**REQUIREMENTS:** Can you output every line of the items below verbatim, leaving out the pictures?

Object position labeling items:
··········

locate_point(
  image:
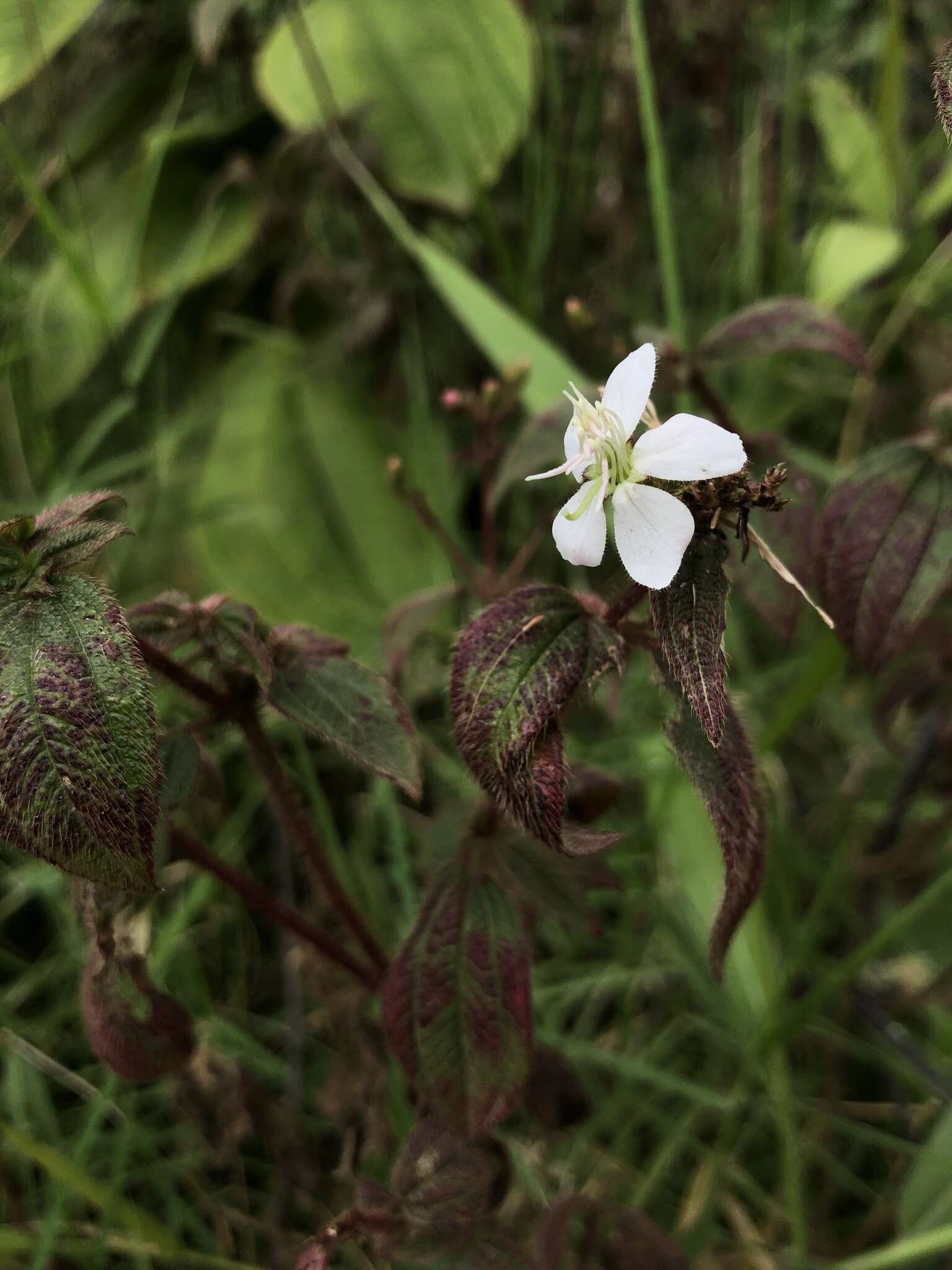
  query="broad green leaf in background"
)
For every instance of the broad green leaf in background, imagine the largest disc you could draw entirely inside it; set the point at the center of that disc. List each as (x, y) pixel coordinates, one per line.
(141, 252)
(446, 89)
(853, 149)
(844, 255)
(32, 32)
(294, 510)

··········

**COMPLETE OUTPUT:**
locate_point(
  image:
  query="broad green leaf in background"
)
For every instance of the broad green leaf in background, imagine the largest disc you could draw entirely inside it; set the point at the center of that disc. List each as (x, y) pixel coordinates, one per line.
(141, 252)
(446, 89)
(853, 149)
(844, 255)
(32, 32)
(294, 510)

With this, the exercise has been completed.